Turn the listing below into a numbered list, starting at the line containing "Target: bloody carcass" and running through the last line of the listing. Skip blank lines and leave out the pictures.
_ _ _
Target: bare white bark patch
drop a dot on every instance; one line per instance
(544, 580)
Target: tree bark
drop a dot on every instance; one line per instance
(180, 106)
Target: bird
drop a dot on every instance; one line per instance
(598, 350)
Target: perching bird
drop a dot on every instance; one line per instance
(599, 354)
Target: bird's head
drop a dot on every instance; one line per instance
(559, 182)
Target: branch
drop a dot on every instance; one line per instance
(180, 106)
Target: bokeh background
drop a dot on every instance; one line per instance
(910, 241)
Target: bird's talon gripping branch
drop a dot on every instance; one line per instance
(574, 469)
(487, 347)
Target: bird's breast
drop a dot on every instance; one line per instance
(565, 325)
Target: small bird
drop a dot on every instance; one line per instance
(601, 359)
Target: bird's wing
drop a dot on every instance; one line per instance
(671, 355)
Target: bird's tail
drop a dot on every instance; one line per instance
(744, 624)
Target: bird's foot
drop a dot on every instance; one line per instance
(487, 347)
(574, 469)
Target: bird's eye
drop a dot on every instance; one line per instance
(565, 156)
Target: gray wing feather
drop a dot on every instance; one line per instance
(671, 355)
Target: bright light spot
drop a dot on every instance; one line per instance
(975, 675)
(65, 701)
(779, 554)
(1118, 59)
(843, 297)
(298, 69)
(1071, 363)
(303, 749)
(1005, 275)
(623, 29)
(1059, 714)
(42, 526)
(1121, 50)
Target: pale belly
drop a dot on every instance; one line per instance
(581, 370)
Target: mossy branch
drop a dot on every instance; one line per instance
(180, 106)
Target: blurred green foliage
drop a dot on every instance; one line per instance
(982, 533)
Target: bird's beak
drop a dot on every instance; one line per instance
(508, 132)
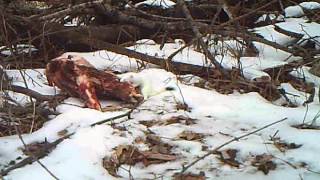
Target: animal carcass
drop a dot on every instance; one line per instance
(76, 76)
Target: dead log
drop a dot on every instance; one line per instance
(78, 78)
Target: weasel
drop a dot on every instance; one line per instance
(151, 81)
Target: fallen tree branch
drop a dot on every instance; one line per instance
(184, 169)
(197, 33)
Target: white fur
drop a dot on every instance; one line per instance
(151, 81)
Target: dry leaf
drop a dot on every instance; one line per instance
(264, 163)
(191, 136)
(229, 157)
(200, 176)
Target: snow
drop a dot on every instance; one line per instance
(218, 117)
(20, 49)
(157, 3)
(213, 112)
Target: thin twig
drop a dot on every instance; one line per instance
(228, 142)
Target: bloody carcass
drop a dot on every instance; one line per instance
(77, 77)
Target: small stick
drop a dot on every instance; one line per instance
(228, 142)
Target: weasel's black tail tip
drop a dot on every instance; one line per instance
(170, 88)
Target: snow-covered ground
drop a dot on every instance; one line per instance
(216, 117)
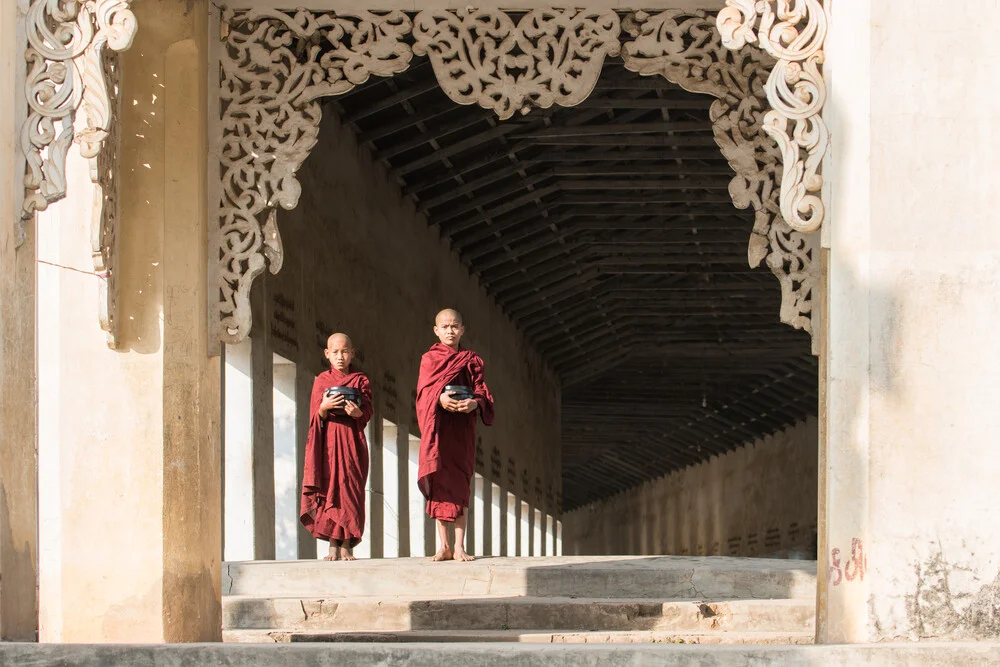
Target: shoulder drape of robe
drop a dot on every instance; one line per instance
(336, 464)
(448, 440)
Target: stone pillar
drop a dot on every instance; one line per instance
(131, 546)
(418, 524)
(390, 490)
(910, 390)
(498, 521)
(18, 388)
(304, 379)
(402, 484)
(262, 420)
_ _ _
WRITTEN SOLUTION |
1. Target: bloody carcass
2. drop a dot on every instance; one line per instance
3. (77, 77)
4. Target: small stick
5. drop a dot on every instance; one line per instance
6. (228, 142)
7. Target: weasel's black tail tip
8. drop a dot on every instance; one line per instance
9. (170, 88)
10. Target: snow-covered ground
11. drop a dot on every instance; one line per instance
12. (216, 117)
13. Target: shoulder drape of robe
14. drop a dot on every instance; one line per instance
15. (336, 464)
16. (448, 440)
17. Target: stone pillar
18. drop a dot on every instance; one line per instance
19. (131, 546)
20. (418, 524)
21. (390, 490)
22. (910, 390)
23. (498, 521)
24. (18, 388)
25. (304, 379)
26. (402, 484)
27. (262, 420)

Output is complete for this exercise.